WRITTEN TASK:
Copy out everything from the line containing "Point to the rock in" down to the end of the rows, keeping every line exactly as it stands.

────────────────

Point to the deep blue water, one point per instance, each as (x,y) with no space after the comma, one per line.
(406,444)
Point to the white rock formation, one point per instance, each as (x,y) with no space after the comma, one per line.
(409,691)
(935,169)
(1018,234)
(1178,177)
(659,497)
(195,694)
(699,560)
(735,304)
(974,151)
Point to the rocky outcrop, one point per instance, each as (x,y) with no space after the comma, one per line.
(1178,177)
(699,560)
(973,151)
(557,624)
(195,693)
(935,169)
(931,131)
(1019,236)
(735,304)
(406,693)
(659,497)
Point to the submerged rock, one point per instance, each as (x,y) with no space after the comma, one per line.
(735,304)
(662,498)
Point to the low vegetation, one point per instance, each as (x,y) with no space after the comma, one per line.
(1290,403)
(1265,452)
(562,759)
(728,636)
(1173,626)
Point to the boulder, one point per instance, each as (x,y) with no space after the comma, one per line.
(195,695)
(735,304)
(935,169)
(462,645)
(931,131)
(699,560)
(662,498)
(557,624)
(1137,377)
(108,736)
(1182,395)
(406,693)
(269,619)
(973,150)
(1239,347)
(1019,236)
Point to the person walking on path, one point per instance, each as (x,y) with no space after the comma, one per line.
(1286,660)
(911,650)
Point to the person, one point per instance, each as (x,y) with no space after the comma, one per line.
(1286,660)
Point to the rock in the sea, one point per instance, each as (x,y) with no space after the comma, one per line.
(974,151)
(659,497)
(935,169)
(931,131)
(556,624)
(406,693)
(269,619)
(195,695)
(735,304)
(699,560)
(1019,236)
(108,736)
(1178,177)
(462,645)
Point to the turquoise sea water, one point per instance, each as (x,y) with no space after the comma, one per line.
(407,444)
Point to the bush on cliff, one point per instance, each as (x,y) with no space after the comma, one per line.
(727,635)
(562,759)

────────────────

FULL RESPONSE:
Point to the rock in the sea, one point per instance, each as (x,y) with no space after the comma, one per line.
(974,151)
(659,497)
(935,169)
(931,131)
(556,624)
(406,693)
(269,619)
(195,695)
(735,304)
(699,560)
(1019,236)
(108,736)
(1178,177)
(462,645)
Point to the turquoise sea water, one point per instance, each as (x,y) with no space after the comma, one per line.
(407,444)
Point to the bush on cliff, one point per instance, each as (x,y) with no space after the comma, one per line.
(727,635)
(562,759)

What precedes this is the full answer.